━━━━━ DOCUMENT TEXT
[PATCH take2] Use ERESTART_RESTARTBLOCK if poll() is interruptedby a signal

From: Chris Wright
Date: Wed Aug 15 2007 - 18:28:19 EST


* Oleg Nesterov (oleg@xxxxxxxxxx) wrote:
> On 08/03, Chris Wright wrote:
> >
> > +long do_restart_poll(struct restart_block *restart_block)
> > +{
> > + struct pollfd __user *ufds = (struct pollfd __user*)restart_block->arg0;
> > + int nfds = restart_block->arg1;
> > + s64 timeout = ((s64)restart_block->arg3<<32) | (s64)restart_block->arg2;
> > + int ret;
> > +
> > + restart_block->fn = do_no_restart_syscall;
>
> (just in case, this is not strictly necessary)

Removed, thanks.

> > + ret = do_sys_poll(ufds, nfds, &timeout);
> > + if (ret == -EINTR) {
> > + restart_block->fn = do_restart_poll;
> > + restart_block->arg2 = timeout & 0xFFFFFFFF;
> > + restart_block->arg3 = timeout >> 32;
> > + ret = -ERESTART_RESTARTBLOCK;
> > + }
> > + return ret;
> > +}
> > +
> > asmlinkage long sys_poll(struct pollfd __user *ufds, unsigned int nfds,
> > long timeout_msecs)
> > {
> > s64 timeout_jiffies;
> > + int ret;
> >
> > if (timeout_msecs > 0) {
> > #if HZ > 1000
> > @@ -754,7 +773,20 @@ asmlinkage long sys_poll(struct pollfd __user *ufds, unsigned int nfds,
> > timeout_jiffies = timeout_msecs;
> > }
> >
> > - return do_sys_poll(ufds, nfds, &timeout_jiffies);
> > + ret = do_sys_poll(ufds, nfds, &timeout_jiffies);
> > + if (ret == -EINTR) {
> > + if (timeout_msecs > 0) {
>
> This should be "if (timeout_msecs)", a negative timeout means
> "wait indefinitely", so we should restart as well.

Yes, you're right (not really sure what I was thinking there ;-)

> > + struct restart_block *restart_block;
> > + restart_block = &current_thread_info()->restart_block;
> > + restart_block->fn = do_restart_poll;
> > + restart_block->arg0 = (unsigned long)ufds;
> > + restart_block->arg1 = nfds;
> > + restart_block->arg2 = timeout_jiffies & 0xFFFFFFFF;
> > + restart_block->arg3 = timeout_jiffies >> 32;
>
> and, in that case, we should use "(u64)timeout_jiffies >> 32".

Sure, sign extension should get shifted back off, but that is more
accurate.
━━━━━━━━━━
DIRECTIVE 1 -
Add 127 to every coordinate in the answers and write out the entries again, starting at the line that contains "Pin the shadowed" and ending at the last line of the entries, including both of those lines and the requests, but omitting the pictures.
━━━━━ DATASET RECORDS
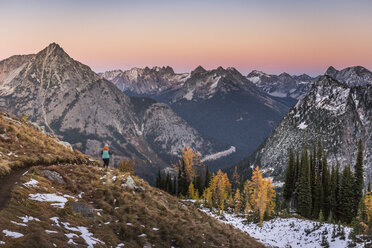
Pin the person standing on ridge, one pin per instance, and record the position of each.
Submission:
(106, 156)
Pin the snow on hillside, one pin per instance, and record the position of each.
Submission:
(218, 155)
(291, 232)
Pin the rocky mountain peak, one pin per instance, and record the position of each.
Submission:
(198, 69)
(352, 76)
(331, 71)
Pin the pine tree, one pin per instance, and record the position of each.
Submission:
(236, 178)
(337, 207)
(158, 179)
(175, 191)
(304, 187)
(191, 191)
(237, 202)
(168, 183)
(207, 177)
(220, 187)
(333, 191)
(313, 177)
(260, 195)
(326, 191)
(296, 180)
(182, 181)
(358, 175)
(368, 206)
(347, 195)
(289, 177)
(198, 184)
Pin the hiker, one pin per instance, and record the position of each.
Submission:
(106, 156)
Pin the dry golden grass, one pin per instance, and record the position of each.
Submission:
(22, 145)
(179, 224)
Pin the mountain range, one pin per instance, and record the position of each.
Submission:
(337, 111)
(75, 104)
(221, 104)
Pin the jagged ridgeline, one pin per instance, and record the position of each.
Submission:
(336, 113)
(221, 104)
(80, 107)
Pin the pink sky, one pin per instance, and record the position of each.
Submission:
(272, 36)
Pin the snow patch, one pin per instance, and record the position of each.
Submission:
(254, 80)
(14, 235)
(58, 201)
(189, 95)
(302, 125)
(31, 183)
(26, 219)
(291, 232)
(218, 155)
(18, 224)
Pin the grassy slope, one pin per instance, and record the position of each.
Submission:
(21, 144)
(180, 224)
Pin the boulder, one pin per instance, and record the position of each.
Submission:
(53, 176)
(81, 208)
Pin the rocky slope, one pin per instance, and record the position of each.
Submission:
(146, 81)
(69, 203)
(79, 106)
(352, 76)
(283, 85)
(23, 143)
(333, 112)
(220, 103)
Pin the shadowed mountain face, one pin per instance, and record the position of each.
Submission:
(80, 107)
(221, 103)
(352, 76)
(335, 113)
(284, 86)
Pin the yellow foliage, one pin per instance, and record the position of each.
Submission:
(260, 194)
(207, 195)
(237, 200)
(189, 159)
(191, 191)
(220, 187)
(368, 203)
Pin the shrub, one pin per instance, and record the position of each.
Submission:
(126, 166)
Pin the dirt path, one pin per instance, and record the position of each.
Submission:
(6, 185)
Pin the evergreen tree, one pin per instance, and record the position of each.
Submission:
(296, 180)
(336, 210)
(289, 177)
(304, 187)
(236, 179)
(182, 181)
(358, 176)
(158, 179)
(313, 177)
(168, 183)
(198, 184)
(326, 191)
(175, 191)
(347, 195)
(333, 191)
(207, 177)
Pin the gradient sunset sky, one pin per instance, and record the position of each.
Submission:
(296, 36)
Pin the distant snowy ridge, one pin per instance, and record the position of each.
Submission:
(219, 155)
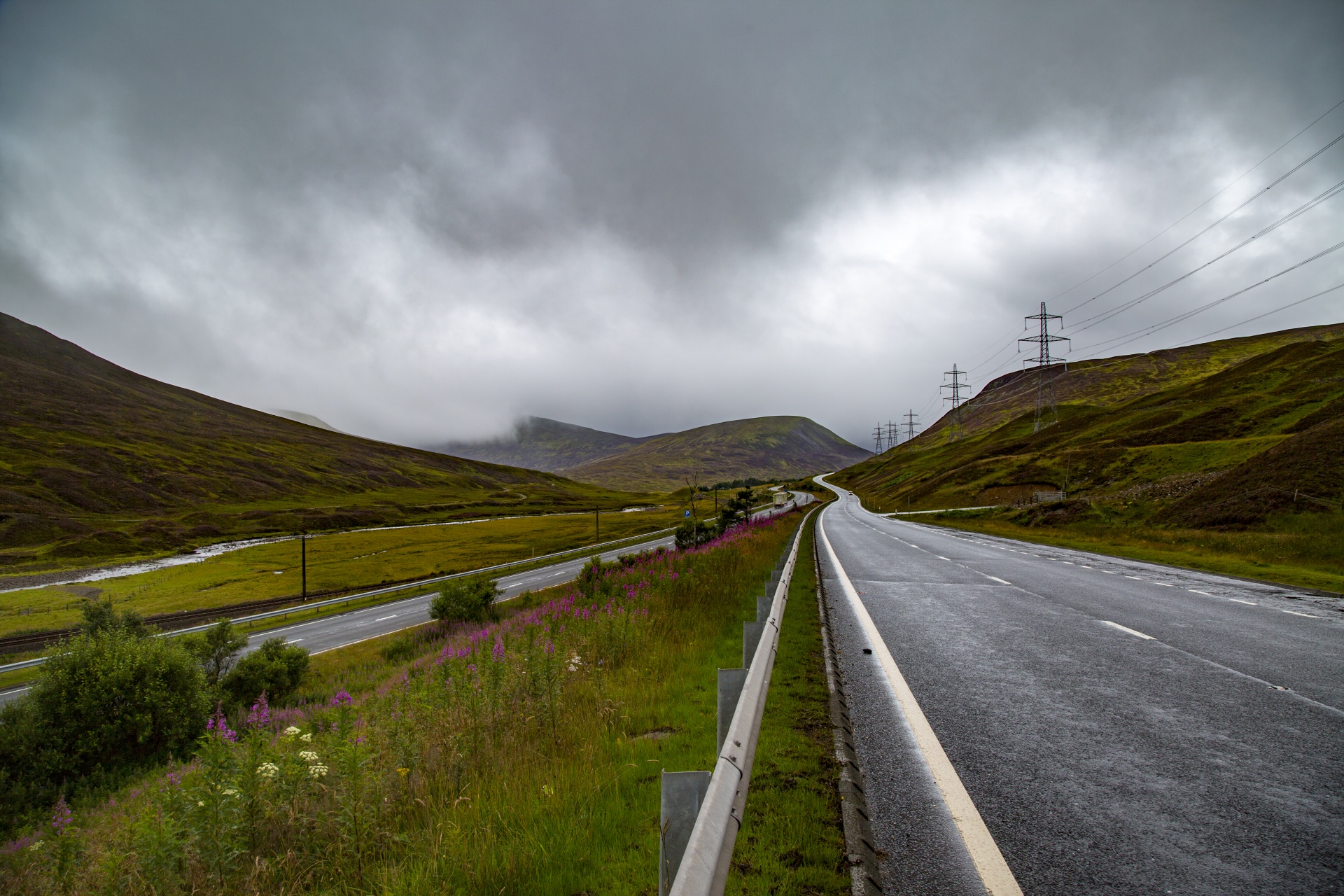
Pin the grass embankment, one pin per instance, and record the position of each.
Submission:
(336, 564)
(523, 758)
(1306, 551)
━━━━━━━━━━
DIRECTIVE 2 -
Swap "do_restart_poll" for "do_poll_restart" in the part of the patch discussion starting at "[PATCH take2] Use" and ending at "do_restart_poll(struct restart_block *restart_block)", and write that part out again.

EXERCISE OUTPUT 1 -
Pin the shadowed mountain face, one pin per instance, and record the position of each.
Submission:
(207, 234)
(348, 230)
(479, 203)
(462, 240)
(411, 213)
Pin the yellow foliage, one pin per instance, and record the position of each.
Submission:
(387, 321)
(334, 322)
(364, 327)
(316, 286)
(318, 318)
(347, 314)
(495, 330)
Pin the shrub, one pin per instance, and record the position of each.
Submission:
(253, 293)
Pin the dirt path, one pin per instance, and record the position of each.
Submission:
(133, 312)
Pin the evergreen tree, one pin per instance, and record the position of each.
Submission:
(423, 307)
(463, 337)
(416, 304)
(431, 314)
(363, 306)
(309, 308)
(485, 303)
(285, 306)
(440, 304)
(295, 310)
(325, 311)
(453, 318)
(302, 318)
(474, 322)
(460, 318)
(334, 304)
Pin the gradient sunset sky, one pin per instance, and record the position of each.
Submission:
(423, 163)
Pin the distant snowy ridge, one pin per instance, and record the position of each.
Submission:
(346, 282)
Pin the grass embankment, one pin per instance, and record the position of each.
Submission:
(463, 691)
(650, 885)
(1433, 678)

EXERCISE OUTPUT 2 -
[PATCH take2] Use ERESTART_RESTARTBLOCK if poll() is interruptedby a signal

From: Chris Wright
Date: Wed Aug 15 2007 - 18:28:19 EST


* Oleg Nesterov (oleg@xxxxxxxxxx) wrote:
> On 08/03, Chris Wright wrote:
> >
> > +long do_poll_restart(struct restart_block *restart_block)